> _Directive_: Reproduce word for word the part of the records below that begins at their first line and ends with the line containing "x=477, y=416", including that line.
===== Data to use =====
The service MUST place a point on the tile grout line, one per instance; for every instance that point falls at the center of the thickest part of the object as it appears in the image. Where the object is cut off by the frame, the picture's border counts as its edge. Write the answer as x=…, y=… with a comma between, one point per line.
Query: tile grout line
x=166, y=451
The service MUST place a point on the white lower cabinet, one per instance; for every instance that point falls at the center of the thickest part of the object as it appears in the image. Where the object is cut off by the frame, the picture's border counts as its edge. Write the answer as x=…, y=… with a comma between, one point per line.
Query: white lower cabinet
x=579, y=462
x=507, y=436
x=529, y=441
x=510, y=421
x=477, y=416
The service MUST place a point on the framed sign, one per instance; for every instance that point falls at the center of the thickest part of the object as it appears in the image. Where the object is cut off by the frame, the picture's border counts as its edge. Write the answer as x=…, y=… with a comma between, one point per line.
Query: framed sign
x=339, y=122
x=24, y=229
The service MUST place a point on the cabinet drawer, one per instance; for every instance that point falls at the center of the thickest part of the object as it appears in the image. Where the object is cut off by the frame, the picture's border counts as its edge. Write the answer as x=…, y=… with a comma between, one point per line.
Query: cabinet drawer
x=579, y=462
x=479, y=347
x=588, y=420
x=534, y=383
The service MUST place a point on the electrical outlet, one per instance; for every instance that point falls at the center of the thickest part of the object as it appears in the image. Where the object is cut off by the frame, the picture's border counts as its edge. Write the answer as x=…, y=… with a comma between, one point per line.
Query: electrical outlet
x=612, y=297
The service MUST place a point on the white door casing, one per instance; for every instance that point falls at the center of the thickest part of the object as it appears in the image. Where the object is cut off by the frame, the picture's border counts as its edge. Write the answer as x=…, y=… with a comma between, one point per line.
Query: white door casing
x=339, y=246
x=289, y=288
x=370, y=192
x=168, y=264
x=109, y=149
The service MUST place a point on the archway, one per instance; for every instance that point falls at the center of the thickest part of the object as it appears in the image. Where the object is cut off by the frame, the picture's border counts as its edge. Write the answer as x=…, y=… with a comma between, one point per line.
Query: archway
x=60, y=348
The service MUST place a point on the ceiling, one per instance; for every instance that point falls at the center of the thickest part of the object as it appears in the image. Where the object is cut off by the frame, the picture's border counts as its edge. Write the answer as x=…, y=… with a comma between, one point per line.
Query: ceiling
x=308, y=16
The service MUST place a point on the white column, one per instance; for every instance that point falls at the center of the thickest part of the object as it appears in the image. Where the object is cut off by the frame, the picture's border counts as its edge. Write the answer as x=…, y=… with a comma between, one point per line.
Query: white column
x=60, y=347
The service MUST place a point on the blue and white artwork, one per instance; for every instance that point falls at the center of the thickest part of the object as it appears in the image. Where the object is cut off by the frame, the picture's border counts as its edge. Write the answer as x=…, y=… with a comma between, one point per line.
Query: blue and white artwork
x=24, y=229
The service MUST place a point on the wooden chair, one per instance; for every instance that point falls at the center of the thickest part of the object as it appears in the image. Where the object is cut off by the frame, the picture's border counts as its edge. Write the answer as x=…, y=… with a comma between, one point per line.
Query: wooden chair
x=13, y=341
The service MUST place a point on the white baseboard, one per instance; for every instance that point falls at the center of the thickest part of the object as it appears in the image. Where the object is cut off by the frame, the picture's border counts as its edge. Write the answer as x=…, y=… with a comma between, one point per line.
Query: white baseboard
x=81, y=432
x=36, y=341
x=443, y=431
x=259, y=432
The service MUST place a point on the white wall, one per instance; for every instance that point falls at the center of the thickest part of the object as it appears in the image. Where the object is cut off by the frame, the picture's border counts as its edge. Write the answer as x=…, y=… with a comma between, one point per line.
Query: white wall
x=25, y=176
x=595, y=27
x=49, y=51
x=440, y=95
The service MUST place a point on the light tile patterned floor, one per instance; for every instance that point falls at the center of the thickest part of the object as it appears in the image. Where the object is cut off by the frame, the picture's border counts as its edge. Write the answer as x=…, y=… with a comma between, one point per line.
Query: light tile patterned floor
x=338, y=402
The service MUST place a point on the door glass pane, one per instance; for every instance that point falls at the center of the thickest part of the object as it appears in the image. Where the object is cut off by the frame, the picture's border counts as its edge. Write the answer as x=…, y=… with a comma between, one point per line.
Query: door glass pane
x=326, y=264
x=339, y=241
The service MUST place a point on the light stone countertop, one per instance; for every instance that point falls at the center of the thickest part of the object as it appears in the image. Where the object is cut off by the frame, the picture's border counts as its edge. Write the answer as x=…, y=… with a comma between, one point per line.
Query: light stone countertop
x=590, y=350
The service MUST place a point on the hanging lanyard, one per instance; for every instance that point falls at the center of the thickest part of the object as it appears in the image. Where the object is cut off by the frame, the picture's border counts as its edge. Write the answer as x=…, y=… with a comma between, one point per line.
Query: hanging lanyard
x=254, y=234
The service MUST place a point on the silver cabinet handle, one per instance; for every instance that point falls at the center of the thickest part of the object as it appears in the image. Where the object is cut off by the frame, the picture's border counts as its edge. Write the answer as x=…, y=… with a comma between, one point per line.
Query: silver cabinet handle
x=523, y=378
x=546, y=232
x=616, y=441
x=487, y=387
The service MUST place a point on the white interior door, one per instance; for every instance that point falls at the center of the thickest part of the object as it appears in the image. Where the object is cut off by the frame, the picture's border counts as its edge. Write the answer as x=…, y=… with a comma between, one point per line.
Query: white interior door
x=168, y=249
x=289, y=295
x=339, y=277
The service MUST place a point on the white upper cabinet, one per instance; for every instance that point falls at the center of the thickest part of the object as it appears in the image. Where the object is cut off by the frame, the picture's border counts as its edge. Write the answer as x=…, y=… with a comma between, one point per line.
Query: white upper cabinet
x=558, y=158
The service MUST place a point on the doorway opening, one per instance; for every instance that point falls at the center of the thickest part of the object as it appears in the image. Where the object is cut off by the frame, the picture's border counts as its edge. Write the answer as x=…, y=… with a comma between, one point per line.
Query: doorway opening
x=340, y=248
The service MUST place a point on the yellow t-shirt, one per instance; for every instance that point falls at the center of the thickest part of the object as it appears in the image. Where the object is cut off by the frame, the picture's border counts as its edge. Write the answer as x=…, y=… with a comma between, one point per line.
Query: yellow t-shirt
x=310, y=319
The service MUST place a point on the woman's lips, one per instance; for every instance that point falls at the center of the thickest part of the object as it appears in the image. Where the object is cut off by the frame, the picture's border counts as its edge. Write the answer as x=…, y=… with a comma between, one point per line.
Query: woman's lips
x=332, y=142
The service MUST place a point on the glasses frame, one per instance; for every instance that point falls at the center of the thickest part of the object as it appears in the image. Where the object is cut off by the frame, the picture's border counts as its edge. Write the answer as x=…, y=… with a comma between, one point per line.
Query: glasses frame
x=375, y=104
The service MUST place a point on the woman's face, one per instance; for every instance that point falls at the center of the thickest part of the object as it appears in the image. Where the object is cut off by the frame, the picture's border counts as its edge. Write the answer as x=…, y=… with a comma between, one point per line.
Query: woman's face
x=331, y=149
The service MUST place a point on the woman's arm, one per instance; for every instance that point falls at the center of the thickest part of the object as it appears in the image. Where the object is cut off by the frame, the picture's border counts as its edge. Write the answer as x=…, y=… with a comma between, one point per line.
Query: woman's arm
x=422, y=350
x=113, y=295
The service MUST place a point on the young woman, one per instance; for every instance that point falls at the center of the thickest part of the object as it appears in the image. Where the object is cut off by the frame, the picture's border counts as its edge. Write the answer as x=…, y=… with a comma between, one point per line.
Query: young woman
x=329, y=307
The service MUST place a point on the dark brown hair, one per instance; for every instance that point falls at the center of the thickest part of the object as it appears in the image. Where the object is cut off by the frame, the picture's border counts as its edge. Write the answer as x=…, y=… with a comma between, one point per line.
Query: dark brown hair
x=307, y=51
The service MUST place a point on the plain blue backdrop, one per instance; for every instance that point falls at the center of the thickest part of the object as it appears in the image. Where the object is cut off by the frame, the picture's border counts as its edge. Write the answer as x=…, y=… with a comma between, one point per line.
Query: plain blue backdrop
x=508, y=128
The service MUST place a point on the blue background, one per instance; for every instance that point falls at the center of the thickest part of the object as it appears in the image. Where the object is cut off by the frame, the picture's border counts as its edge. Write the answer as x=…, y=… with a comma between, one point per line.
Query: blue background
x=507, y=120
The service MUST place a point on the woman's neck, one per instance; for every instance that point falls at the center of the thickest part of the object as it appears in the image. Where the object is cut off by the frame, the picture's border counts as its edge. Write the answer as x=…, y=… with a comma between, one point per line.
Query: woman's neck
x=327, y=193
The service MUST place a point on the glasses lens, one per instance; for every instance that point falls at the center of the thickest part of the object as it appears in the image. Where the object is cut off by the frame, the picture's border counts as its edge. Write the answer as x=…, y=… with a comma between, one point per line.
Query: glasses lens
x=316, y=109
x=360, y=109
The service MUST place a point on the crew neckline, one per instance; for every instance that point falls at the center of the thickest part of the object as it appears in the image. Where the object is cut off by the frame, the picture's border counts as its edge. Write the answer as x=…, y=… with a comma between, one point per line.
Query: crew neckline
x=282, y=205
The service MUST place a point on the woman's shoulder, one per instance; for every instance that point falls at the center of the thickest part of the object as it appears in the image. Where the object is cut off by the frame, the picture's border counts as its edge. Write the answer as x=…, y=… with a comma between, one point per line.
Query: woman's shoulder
=====
> _Answer for the task_:
The service MUST place a point on the tile grout line, one per instance; for every instance that point falls at the center of the thickest part of the object as it appears in the image. Where the object is cut off by the frame, the picture's border counts as its edge. Write the answer as x=…, y=… with a comma between, one point per line.
Query: tile grout line
x=166, y=451
The service MUST place a point on the white lower cabinet, one per instance; for every instance that point falls at the center of the thickest part of the object as it appears in the image. Where the object is cut off by the frame, the picture's border counts as its edge. Write the answer as x=…, y=… with a comma between, one point per line.
Query: white lower cabinet
x=579, y=462
x=507, y=436
x=529, y=441
x=510, y=421
x=477, y=416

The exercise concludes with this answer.